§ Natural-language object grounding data
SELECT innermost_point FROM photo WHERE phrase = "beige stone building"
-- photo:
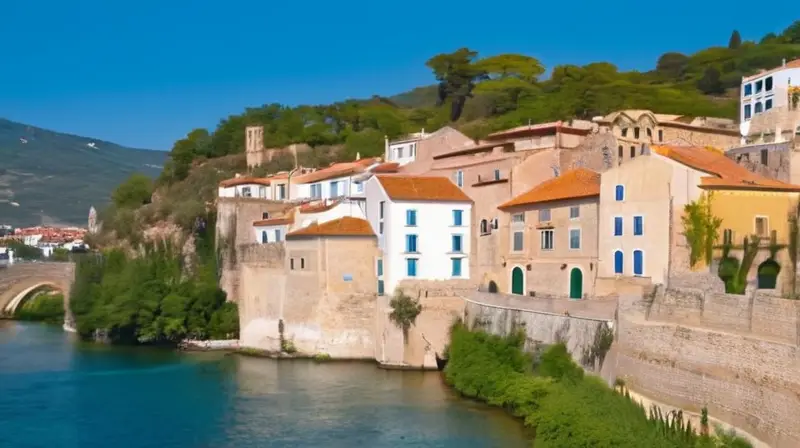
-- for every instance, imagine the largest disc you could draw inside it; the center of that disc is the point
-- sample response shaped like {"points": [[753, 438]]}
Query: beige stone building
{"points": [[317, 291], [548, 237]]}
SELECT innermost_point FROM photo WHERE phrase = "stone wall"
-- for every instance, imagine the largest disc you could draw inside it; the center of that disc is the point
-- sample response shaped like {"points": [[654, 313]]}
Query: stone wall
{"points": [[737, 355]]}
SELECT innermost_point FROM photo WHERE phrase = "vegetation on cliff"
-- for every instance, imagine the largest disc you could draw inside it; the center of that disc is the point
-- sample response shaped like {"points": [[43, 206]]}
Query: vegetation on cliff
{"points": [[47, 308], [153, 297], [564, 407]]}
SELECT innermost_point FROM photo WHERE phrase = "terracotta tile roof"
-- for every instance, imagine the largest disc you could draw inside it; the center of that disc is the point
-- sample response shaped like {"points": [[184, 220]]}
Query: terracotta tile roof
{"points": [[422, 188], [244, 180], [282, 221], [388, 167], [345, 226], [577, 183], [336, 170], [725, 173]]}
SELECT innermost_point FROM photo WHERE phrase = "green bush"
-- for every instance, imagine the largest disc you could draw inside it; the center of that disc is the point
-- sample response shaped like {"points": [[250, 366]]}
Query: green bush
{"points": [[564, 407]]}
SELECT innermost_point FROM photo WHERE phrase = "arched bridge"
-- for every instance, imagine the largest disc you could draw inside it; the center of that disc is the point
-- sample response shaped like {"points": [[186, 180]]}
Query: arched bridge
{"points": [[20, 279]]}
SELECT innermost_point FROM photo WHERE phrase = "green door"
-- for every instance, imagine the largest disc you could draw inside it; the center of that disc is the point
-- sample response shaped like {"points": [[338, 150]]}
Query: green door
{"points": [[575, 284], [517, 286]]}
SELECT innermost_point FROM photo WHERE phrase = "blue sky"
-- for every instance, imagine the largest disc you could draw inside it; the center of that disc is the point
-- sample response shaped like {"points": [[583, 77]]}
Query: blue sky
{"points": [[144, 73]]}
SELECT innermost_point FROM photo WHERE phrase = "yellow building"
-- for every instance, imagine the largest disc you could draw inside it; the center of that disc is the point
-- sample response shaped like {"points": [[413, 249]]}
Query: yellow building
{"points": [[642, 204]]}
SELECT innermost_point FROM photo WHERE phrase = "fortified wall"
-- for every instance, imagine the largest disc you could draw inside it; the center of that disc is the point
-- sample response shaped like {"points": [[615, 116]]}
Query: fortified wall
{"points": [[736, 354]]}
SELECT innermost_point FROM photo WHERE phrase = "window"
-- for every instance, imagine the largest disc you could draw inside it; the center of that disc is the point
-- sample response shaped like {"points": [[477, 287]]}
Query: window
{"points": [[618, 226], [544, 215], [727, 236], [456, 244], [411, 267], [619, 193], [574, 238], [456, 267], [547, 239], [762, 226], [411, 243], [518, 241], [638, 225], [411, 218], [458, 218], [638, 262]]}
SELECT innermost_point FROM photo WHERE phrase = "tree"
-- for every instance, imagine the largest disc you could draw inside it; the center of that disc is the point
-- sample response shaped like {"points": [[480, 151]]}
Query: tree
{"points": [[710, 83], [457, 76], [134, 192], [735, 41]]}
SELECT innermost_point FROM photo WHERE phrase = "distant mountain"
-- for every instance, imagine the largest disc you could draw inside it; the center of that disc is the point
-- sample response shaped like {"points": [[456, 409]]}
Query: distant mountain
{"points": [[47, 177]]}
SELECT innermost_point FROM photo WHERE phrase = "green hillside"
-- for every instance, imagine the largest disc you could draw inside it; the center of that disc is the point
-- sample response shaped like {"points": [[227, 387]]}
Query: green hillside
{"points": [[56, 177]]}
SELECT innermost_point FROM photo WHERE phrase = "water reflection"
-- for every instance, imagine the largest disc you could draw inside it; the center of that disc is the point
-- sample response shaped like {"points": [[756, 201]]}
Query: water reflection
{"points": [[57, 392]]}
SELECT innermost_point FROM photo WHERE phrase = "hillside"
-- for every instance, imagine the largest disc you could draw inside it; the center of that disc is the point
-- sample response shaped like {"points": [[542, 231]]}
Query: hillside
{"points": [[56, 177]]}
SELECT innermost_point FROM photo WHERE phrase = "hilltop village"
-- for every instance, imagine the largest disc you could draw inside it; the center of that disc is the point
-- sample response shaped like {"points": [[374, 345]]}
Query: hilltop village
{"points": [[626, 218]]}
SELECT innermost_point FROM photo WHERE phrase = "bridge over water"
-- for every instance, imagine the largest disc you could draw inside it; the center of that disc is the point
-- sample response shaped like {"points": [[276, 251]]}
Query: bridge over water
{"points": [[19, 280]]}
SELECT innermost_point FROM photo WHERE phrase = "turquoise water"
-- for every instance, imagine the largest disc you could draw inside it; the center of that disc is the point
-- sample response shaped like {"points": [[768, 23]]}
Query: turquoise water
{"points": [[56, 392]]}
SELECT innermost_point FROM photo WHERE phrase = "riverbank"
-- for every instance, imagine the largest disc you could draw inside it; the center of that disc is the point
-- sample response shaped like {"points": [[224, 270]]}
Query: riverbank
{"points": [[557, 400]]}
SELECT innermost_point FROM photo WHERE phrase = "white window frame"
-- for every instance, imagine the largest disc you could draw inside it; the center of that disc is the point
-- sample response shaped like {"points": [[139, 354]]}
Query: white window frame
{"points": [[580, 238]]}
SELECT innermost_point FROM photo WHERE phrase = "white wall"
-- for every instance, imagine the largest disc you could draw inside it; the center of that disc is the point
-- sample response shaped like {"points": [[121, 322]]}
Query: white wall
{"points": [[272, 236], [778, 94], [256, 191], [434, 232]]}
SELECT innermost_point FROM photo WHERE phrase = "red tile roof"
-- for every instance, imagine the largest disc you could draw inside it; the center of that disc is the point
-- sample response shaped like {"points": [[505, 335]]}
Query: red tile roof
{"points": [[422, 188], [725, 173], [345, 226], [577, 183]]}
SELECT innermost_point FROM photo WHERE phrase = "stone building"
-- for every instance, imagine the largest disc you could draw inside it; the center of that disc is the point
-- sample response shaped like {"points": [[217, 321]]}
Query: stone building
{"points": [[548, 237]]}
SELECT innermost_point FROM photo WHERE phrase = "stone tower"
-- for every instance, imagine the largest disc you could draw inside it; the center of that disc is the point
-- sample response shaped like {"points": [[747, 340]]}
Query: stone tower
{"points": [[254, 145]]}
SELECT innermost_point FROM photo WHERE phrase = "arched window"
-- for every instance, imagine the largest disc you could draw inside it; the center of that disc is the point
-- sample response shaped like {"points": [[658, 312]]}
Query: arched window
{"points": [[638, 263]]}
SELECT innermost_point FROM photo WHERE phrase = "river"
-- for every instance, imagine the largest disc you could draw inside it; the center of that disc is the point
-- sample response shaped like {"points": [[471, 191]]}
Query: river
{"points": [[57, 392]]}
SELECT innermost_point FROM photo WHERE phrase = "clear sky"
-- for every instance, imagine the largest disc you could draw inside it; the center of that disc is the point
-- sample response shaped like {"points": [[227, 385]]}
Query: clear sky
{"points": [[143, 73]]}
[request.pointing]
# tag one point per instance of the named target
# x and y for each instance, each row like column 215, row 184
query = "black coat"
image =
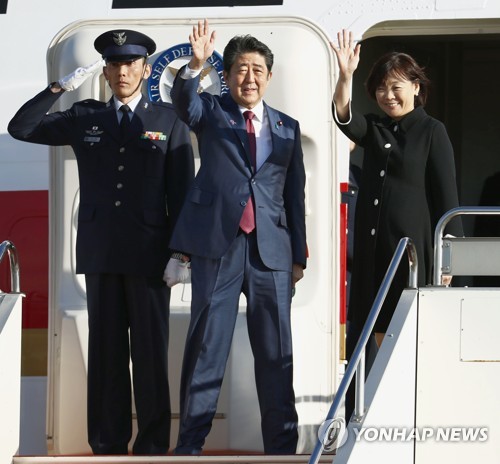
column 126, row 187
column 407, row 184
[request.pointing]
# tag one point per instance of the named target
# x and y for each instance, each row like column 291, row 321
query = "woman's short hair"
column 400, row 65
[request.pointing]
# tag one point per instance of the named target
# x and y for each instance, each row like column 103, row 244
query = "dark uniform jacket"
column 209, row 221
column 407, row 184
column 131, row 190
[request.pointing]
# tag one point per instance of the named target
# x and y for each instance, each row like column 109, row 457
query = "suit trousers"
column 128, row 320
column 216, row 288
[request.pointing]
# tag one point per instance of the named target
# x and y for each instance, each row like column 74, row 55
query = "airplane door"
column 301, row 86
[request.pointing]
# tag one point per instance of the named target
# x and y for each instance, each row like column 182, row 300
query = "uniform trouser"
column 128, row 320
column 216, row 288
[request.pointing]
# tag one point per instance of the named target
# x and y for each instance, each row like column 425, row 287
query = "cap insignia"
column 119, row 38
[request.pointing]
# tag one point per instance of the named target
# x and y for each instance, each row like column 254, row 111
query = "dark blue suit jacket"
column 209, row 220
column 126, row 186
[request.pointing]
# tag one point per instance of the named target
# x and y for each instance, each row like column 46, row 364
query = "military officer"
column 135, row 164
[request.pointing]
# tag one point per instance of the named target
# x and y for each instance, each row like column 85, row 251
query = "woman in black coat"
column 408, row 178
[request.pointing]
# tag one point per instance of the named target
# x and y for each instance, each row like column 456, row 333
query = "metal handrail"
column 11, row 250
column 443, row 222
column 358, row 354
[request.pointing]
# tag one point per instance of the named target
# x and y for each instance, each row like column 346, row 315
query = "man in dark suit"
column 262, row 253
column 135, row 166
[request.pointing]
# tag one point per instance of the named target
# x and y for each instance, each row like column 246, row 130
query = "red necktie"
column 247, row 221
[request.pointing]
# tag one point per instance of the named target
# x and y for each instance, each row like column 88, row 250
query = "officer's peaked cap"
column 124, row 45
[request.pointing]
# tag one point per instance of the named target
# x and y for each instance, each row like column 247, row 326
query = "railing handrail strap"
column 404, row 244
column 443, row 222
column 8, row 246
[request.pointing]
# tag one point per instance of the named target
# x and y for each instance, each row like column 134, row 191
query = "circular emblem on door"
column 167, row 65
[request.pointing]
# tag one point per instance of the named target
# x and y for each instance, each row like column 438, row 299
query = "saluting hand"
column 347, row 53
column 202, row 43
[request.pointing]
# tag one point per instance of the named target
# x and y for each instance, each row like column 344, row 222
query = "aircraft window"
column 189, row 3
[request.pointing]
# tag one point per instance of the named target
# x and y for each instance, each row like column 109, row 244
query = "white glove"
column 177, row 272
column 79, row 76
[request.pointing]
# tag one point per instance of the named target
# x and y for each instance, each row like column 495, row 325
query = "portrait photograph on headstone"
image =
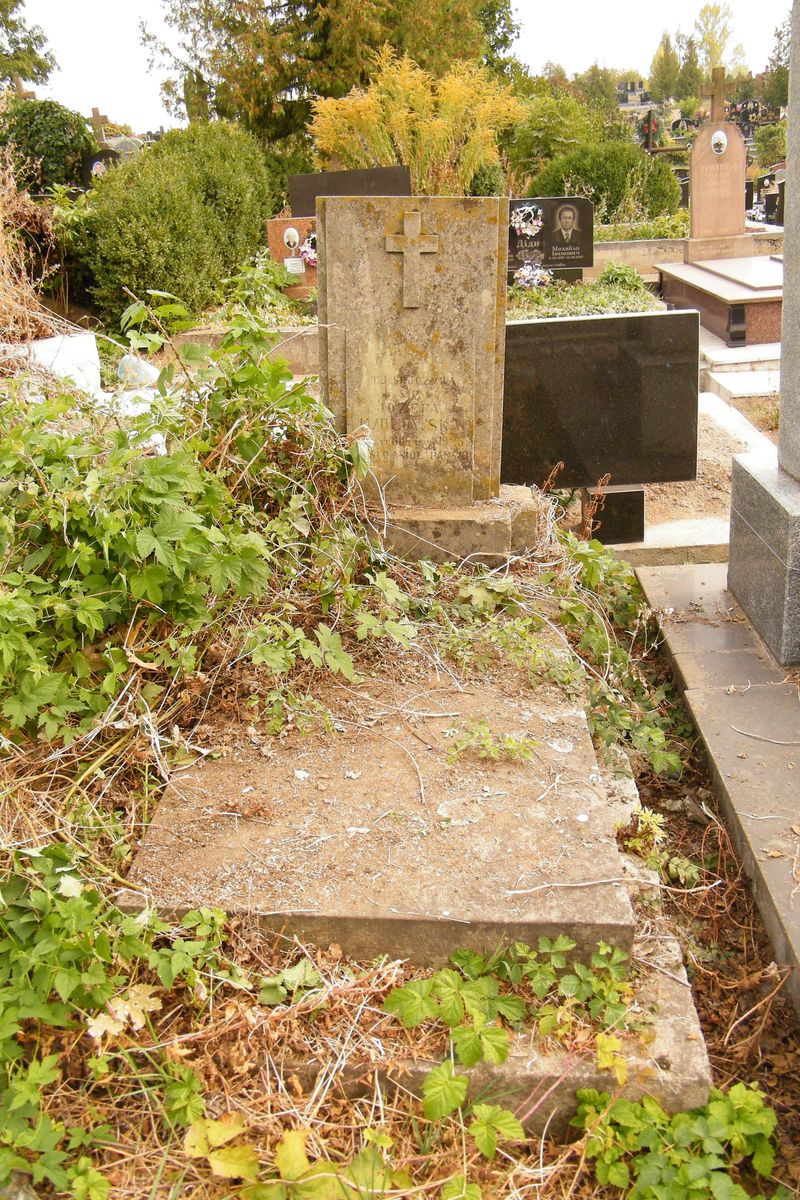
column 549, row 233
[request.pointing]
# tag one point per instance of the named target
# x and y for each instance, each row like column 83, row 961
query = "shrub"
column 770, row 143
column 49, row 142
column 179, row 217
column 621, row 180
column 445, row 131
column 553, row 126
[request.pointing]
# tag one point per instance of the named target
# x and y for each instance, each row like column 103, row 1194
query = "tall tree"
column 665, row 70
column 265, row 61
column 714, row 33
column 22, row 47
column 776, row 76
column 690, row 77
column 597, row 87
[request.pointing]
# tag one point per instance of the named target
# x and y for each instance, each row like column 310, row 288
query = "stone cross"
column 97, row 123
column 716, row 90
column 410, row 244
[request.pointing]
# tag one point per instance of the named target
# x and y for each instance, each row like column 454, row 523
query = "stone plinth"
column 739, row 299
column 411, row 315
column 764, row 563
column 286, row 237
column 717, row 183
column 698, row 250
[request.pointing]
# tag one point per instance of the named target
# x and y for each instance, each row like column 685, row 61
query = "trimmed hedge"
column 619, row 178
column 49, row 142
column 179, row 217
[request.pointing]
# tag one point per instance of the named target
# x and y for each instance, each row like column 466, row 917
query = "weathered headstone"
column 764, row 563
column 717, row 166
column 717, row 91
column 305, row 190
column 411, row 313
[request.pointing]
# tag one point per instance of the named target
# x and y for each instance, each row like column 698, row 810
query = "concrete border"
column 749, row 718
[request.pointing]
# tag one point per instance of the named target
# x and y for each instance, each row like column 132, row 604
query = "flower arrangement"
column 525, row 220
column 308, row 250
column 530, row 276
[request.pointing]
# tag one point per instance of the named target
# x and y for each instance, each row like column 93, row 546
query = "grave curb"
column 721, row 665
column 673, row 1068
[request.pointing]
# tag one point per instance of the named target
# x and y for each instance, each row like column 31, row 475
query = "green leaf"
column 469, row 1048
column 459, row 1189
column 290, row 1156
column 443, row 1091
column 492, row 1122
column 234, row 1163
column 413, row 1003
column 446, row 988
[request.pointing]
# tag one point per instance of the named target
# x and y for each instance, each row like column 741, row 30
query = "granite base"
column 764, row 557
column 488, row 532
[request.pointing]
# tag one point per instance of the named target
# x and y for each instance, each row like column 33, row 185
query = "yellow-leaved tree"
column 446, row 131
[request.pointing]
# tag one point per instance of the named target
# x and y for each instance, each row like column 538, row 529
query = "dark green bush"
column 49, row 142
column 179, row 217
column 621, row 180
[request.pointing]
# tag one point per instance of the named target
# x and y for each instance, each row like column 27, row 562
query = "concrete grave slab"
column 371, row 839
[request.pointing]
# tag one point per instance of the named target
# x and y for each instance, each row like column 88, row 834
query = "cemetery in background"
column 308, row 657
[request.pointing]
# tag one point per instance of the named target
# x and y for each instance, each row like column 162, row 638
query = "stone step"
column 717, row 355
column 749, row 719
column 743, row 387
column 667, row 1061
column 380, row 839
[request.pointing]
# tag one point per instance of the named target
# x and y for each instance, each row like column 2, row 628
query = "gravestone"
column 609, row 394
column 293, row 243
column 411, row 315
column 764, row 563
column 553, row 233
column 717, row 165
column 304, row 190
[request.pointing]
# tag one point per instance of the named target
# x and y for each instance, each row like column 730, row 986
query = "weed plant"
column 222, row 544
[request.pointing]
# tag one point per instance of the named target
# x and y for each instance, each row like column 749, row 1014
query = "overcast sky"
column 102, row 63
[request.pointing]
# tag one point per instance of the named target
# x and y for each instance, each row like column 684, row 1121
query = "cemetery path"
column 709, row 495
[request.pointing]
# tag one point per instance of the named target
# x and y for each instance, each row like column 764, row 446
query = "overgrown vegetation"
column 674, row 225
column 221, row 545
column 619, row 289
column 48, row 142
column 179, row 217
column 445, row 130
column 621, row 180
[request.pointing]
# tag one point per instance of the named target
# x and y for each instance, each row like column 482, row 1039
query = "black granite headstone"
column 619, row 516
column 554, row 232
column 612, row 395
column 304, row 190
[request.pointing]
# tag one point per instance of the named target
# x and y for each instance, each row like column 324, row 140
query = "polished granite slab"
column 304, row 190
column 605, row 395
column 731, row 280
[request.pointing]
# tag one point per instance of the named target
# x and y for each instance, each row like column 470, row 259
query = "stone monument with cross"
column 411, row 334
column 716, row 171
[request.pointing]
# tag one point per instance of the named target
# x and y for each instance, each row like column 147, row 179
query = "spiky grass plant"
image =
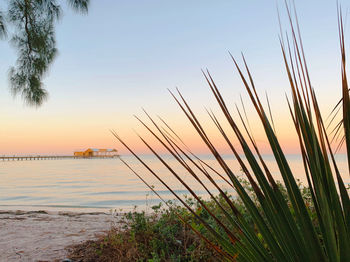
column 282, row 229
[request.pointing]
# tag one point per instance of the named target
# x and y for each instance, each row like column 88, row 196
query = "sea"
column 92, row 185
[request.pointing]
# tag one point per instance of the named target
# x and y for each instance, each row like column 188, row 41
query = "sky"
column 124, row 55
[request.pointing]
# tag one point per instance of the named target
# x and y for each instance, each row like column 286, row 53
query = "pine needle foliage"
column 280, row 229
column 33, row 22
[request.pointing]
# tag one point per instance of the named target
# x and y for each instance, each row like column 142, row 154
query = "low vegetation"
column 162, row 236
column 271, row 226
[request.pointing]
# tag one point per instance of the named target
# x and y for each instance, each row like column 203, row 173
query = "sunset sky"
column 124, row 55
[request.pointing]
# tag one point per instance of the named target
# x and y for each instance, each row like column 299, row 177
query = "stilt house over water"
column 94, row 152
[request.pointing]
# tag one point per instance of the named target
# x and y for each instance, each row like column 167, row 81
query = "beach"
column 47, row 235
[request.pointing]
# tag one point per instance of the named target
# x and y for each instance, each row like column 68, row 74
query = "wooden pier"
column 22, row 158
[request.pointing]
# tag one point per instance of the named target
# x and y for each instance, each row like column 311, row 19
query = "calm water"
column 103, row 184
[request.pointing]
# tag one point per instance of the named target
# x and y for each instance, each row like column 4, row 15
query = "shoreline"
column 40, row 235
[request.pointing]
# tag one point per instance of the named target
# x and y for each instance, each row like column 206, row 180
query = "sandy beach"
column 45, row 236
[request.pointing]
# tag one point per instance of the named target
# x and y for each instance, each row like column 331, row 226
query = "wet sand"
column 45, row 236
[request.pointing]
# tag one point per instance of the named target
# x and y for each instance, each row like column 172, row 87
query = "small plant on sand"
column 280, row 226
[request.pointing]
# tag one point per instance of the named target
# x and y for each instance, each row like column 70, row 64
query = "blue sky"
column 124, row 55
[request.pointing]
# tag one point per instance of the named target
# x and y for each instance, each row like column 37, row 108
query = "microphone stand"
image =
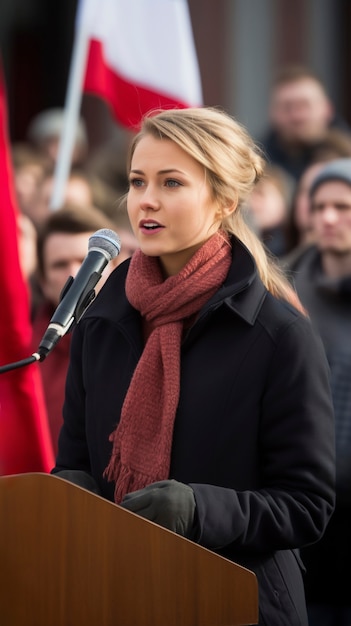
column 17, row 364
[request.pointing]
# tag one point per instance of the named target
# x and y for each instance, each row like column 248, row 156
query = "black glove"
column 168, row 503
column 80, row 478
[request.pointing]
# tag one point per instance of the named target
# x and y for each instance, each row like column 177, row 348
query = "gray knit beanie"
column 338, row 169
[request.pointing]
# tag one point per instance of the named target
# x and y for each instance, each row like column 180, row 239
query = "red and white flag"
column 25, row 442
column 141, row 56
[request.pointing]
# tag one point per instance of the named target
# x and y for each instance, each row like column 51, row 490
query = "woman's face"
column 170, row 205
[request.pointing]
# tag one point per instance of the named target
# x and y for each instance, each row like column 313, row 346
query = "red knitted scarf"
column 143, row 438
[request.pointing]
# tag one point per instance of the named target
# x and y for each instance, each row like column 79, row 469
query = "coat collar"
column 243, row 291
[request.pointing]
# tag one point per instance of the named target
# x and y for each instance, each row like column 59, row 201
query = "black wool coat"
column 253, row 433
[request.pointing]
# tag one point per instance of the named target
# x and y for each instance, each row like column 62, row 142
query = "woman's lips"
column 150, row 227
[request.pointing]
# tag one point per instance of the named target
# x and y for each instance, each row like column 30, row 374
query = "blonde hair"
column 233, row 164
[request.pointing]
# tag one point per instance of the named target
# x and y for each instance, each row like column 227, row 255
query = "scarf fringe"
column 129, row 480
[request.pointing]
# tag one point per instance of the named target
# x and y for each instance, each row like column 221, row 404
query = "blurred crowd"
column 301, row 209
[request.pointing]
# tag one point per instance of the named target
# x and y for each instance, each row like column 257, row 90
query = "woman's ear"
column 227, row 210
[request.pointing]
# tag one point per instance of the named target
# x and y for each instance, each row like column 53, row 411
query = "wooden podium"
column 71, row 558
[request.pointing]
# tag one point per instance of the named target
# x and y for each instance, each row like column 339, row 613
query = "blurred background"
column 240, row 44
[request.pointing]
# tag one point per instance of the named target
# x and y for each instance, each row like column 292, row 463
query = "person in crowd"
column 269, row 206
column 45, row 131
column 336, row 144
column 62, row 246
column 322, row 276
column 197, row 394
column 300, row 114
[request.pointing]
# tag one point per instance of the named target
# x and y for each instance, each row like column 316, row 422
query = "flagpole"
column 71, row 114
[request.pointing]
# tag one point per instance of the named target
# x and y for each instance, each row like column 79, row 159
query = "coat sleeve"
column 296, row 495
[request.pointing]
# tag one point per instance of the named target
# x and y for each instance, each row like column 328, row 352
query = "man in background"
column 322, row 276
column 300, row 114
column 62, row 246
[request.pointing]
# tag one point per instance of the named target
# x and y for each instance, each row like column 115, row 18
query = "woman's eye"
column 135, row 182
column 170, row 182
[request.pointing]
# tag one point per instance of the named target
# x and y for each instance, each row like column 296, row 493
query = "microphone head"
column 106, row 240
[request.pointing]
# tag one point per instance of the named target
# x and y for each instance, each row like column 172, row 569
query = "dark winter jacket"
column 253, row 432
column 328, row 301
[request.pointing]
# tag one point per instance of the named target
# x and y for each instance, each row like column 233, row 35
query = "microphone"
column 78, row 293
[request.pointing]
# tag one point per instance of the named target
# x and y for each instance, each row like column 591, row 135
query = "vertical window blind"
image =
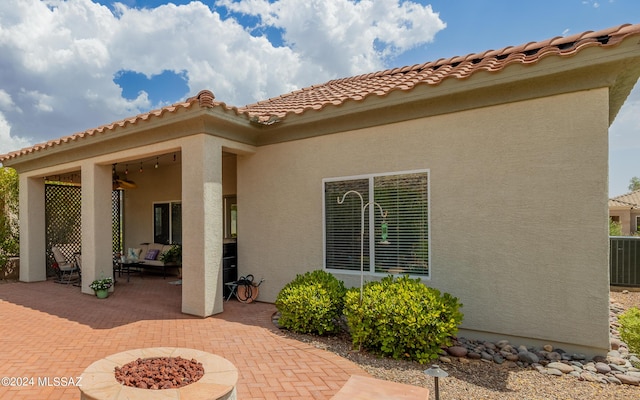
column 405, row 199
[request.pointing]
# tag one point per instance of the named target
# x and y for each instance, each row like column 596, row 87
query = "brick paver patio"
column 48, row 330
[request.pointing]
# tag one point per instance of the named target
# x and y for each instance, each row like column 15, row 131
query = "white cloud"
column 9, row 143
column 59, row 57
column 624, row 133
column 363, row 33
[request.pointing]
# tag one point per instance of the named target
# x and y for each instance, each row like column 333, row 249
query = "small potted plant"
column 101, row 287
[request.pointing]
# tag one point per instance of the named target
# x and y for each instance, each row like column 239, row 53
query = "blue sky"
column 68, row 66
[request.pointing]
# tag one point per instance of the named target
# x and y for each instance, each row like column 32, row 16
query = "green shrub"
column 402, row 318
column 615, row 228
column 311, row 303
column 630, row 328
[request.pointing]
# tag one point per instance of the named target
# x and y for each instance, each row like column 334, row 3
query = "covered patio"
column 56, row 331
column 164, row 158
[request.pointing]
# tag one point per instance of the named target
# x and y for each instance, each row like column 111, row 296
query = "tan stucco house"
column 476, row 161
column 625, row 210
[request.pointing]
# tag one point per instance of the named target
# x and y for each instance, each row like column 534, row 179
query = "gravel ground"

§ Try it
Retype exactly the lines above, from the one with "79, row 469" through the one with "59, row 201", inclusive.

§ Answer for this exercise
# x and y for each instance, each row like column 79, row 469
query = "coat collar"
column 243, row 291
[request.pointing]
# tag one point per instance of the named target
# x and y for each instance, each row like column 59, row 201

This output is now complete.